WORK REQUEST | In the listing below, locate the line that contains "122L326 127L335 125L337" and the line that contains "positive clicks: (462, 140)". Restate word for word those two lines and every line between them, and nothing else.

PROVIDED INFORMATION |
####

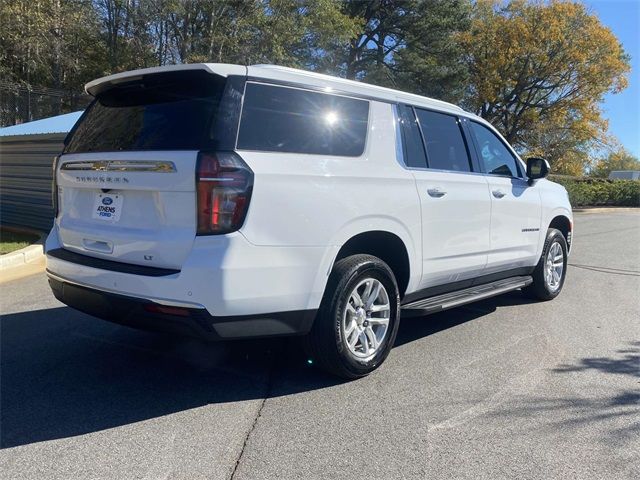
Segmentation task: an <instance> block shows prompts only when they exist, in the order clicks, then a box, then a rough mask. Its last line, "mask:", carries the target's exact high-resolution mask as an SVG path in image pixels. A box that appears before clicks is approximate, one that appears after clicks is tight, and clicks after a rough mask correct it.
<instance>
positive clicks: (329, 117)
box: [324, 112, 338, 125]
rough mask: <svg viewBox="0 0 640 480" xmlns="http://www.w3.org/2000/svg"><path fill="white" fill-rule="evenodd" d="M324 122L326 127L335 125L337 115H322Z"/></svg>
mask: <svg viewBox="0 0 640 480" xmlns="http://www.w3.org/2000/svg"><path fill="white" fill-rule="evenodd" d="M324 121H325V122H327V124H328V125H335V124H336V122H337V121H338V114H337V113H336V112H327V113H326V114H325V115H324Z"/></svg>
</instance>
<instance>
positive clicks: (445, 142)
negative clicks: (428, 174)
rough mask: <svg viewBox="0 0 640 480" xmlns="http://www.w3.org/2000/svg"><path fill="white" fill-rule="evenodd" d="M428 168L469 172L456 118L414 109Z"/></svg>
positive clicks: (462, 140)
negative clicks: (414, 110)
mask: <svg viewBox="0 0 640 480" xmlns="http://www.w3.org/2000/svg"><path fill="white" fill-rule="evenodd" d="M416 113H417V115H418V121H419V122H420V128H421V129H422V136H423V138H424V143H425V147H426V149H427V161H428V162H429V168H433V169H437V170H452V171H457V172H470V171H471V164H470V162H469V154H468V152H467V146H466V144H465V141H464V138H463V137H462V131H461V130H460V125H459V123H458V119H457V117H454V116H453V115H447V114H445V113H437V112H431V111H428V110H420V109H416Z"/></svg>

####

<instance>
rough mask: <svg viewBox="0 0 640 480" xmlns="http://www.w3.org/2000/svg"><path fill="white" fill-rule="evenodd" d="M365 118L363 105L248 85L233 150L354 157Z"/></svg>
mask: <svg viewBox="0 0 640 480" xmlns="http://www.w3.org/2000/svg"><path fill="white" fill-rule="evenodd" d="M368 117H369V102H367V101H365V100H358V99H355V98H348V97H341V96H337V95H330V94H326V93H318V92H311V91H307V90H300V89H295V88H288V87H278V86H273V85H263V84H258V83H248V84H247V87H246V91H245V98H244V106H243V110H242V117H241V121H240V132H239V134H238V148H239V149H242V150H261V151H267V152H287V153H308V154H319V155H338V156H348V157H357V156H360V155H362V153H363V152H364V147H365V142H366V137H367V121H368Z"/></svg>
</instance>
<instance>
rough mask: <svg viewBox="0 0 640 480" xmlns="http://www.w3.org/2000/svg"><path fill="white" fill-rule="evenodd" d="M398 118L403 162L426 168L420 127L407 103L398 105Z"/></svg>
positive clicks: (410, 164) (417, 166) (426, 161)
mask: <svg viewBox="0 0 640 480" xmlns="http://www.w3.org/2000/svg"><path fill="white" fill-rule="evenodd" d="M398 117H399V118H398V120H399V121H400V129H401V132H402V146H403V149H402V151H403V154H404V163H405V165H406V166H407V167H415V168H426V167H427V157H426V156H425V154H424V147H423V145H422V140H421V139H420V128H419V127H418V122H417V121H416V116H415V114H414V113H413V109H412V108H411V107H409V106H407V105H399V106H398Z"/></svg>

####

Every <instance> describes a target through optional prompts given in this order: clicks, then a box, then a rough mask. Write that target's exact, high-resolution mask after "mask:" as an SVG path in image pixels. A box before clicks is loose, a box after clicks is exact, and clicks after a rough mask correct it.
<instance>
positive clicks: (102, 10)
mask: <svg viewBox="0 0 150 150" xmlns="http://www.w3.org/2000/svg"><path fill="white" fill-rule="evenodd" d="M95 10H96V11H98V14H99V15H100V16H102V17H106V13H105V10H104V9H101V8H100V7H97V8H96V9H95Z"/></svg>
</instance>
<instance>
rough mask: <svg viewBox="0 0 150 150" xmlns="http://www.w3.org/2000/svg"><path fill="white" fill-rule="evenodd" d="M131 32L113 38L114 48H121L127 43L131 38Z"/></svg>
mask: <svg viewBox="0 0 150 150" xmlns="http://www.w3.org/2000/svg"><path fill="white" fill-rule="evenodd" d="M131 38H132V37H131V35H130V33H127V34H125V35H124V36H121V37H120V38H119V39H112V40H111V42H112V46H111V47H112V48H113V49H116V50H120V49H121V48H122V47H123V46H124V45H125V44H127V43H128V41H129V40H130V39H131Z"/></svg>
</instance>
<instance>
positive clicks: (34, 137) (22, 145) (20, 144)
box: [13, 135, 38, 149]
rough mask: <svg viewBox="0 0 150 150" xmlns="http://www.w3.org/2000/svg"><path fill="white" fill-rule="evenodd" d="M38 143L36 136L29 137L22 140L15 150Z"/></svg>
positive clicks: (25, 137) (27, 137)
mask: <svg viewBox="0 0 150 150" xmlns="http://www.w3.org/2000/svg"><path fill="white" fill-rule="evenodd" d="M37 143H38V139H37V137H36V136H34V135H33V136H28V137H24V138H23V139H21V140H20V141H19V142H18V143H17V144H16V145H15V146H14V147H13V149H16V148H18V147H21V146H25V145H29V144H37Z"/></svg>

####

ANSWER BELOW |
rough mask: <svg viewBox="0 0 640 480" xmlns="http://www.w3.org/2000/svg"><path fill="white" fill-rule="evenodd" d="M324 122L326 127L335 125L337 115H322Z"/></svg>
mask: <svg viewBox="0 0 640 480" xmlns="http://www.w3.org/2000/svg"><path fill="white" fill-rule="evenodd" d="M324 121H325V122H327V124H328V125H335V124H336V122H337V121H338V114H337V113H336V112H327V113H326V114H325V115H324Z"/></svg>
</instance>
<instance>
positive clicks: (445, 142)
negative clicks: (428, 174)
rough mask: <svg viewBox="0 0 640 480" xmlns="http://www.w3.org/2000/svg"><path fill="white" fill-rule="evenodd" d="M428 168L469 172L456 118L414 109Z"/></svg>
positive clicks: (462, 140)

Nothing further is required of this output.